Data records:
———
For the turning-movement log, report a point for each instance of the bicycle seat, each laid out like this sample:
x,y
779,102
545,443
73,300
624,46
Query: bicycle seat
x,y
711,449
———
● Exercise directions:
Please output every line of the data above word for word, with no changes.

● Answer to this problem:
For the turning-movement log, report a point for each instance of the bicycle seat, each laid out like this sample:
x,y
779,102
545,443
73,300
624,46
Query: bicycle seat
x,y
711,449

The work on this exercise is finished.